[STATED TASK]: In the records below, write out word for word the lines starting at the one that contains "Practice step: pin every instance of the stone" and ending after the one that contains "[(222, 239)]". Include both of those lines.

[GIVEN DATA]:
-=-=-=-=-
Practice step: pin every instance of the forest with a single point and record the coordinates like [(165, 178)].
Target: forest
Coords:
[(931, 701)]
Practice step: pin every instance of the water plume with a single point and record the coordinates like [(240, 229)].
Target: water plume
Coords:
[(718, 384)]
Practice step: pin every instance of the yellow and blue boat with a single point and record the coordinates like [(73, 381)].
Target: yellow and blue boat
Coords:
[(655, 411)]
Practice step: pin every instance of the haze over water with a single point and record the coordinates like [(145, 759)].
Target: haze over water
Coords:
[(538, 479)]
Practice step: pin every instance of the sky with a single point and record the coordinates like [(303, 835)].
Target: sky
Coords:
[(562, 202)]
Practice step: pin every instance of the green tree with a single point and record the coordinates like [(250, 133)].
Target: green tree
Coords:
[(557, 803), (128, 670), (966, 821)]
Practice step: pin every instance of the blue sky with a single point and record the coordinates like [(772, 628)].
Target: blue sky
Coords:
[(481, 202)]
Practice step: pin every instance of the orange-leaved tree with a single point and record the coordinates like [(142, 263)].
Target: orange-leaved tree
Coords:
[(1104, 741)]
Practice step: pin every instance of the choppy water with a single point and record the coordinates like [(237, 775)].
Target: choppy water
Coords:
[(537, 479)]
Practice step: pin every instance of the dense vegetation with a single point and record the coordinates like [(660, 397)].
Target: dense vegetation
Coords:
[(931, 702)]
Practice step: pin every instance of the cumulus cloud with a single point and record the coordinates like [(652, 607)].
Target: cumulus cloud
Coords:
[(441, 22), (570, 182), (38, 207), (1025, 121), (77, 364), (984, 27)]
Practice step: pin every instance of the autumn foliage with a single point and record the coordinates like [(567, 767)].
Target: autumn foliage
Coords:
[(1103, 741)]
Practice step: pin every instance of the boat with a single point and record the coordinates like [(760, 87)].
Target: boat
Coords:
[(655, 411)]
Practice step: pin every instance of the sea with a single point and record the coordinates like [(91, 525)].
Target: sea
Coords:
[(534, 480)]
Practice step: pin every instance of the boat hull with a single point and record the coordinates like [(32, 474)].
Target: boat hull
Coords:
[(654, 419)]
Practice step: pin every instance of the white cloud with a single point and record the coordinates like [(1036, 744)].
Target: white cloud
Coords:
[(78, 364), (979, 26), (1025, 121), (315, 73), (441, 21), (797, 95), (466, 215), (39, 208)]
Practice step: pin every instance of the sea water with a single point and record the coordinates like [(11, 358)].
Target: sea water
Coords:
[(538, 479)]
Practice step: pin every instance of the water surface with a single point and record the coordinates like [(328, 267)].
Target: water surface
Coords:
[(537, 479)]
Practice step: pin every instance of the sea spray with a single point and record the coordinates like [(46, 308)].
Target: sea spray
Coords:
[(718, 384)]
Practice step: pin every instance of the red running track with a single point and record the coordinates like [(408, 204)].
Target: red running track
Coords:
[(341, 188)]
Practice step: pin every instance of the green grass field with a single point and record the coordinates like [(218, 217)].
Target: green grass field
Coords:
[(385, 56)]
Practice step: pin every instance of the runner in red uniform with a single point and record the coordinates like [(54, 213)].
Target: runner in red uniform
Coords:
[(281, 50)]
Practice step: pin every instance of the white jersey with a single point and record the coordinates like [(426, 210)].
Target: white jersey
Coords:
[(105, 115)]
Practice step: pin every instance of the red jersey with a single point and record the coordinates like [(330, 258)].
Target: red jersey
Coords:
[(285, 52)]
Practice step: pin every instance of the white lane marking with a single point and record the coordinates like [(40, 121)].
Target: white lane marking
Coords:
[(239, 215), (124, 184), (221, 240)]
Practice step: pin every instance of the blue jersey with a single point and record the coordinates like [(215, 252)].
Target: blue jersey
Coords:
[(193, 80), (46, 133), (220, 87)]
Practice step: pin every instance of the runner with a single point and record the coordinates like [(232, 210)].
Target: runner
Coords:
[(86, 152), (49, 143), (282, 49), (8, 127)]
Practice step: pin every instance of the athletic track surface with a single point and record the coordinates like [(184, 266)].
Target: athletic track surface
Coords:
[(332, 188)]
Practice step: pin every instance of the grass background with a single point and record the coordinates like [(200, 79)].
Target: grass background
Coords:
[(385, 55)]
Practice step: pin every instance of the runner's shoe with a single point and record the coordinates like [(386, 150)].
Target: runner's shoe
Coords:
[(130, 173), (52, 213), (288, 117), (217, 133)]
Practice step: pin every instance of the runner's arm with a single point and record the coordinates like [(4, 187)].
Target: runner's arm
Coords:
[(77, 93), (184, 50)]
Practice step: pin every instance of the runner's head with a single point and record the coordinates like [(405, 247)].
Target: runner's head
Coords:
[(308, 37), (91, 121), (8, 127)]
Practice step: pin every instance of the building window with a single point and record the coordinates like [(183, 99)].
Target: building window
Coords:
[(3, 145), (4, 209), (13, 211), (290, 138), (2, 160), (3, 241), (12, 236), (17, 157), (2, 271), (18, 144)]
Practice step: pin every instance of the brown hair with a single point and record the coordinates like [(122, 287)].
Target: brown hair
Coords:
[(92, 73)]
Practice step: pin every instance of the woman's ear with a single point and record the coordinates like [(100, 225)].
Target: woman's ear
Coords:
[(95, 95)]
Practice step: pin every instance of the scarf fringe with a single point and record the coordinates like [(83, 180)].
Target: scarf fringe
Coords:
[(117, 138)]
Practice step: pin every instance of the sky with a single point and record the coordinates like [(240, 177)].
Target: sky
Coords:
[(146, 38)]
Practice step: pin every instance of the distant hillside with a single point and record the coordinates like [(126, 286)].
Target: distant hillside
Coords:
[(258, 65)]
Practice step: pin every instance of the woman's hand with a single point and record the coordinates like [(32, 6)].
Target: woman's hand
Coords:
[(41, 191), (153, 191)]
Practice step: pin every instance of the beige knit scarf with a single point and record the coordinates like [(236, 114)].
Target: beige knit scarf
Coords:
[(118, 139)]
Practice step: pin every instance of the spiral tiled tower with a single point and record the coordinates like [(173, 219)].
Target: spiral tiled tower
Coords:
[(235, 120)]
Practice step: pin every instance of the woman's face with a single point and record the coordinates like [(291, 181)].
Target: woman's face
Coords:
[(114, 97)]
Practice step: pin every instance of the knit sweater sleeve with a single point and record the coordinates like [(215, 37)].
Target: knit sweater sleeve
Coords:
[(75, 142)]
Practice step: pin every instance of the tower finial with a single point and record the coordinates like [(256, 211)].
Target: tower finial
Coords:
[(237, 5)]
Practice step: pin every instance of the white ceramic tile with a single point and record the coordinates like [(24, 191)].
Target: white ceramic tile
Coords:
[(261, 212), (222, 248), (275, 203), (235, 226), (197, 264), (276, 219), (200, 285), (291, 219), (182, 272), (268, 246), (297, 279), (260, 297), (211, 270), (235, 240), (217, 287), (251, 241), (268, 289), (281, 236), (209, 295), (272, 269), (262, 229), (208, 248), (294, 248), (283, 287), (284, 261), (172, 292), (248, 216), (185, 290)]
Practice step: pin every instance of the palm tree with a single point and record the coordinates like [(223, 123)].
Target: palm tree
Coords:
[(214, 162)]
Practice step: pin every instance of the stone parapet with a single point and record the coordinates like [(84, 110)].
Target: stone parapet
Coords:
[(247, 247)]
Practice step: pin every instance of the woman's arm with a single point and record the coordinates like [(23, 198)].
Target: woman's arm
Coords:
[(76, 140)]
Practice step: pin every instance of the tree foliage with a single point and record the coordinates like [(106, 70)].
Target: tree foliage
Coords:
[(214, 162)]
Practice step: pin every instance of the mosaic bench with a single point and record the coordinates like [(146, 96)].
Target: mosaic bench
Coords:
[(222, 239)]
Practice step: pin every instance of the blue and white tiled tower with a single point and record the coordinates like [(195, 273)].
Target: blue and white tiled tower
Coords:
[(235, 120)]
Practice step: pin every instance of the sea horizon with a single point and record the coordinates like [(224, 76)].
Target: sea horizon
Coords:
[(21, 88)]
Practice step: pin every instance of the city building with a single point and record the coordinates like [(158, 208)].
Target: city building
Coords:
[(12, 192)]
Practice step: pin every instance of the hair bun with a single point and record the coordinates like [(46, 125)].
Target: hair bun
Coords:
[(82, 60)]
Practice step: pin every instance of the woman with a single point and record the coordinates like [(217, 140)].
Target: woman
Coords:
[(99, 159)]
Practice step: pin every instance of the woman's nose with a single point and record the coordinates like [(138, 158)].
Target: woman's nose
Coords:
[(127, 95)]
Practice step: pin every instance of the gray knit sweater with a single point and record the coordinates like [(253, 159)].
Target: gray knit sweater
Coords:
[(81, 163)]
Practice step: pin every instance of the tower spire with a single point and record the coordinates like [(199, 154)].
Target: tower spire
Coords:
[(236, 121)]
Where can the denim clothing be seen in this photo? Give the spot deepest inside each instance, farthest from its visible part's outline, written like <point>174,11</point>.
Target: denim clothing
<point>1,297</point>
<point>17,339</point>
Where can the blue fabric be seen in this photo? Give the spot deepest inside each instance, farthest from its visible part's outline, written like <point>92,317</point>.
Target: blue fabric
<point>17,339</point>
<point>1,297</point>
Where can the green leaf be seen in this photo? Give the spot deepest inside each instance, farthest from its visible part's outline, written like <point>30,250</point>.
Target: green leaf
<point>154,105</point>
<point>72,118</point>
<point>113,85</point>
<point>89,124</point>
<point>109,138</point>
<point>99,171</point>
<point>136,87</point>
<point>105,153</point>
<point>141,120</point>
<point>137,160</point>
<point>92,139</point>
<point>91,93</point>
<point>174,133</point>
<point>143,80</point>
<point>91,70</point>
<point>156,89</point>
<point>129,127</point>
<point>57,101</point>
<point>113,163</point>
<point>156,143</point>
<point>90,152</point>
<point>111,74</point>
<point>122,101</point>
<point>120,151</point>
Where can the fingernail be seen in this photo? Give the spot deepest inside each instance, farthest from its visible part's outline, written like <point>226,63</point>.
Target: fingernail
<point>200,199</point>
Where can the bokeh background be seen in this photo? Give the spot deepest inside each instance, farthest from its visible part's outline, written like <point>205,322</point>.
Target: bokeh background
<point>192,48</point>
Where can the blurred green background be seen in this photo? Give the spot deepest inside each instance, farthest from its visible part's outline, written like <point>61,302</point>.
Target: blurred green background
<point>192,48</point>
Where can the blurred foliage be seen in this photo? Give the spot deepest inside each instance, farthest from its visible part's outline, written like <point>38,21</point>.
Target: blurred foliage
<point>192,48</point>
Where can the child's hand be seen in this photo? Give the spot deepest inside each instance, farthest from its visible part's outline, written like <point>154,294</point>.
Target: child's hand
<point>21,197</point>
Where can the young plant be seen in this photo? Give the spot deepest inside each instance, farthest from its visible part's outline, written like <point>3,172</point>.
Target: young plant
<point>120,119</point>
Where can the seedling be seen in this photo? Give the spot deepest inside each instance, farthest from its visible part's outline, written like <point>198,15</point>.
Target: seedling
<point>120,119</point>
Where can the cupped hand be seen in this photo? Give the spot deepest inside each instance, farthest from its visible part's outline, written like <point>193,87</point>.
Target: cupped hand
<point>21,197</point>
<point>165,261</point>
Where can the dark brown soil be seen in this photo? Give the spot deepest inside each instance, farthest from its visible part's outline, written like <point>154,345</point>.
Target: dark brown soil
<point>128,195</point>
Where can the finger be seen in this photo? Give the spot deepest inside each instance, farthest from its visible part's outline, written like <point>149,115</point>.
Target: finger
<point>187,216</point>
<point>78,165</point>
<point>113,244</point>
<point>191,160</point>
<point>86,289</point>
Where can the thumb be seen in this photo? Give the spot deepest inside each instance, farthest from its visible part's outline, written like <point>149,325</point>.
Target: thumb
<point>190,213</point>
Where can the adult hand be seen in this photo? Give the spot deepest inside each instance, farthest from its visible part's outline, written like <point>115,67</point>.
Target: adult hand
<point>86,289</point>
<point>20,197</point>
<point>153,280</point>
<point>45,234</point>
-=-=-=-=-
[RESULT OF THE TASK]:
Practice step: pin every instance of the stone parapet with a single point and record the coordinates like [(84, 110)].
Target: stone parapet
Coords:
[(247, 247)]
Practice step: pin every instance of the woman's arm with a single point and record the coordinates like [(23, 198)].
Target: woman's arm
Coords:
[(76, 140)]
Practice step: pin every instance of the tree foliage with a single point and record the coordinates like [(106, 70)].
Target: tree foliage
Coords:
[(214, 162)]
Practice step: pin every instance of the mosaic bench with a single point and record the coordinates like [(146, 96)].
Target: mosaic bench
Coords:
[(222, 239)]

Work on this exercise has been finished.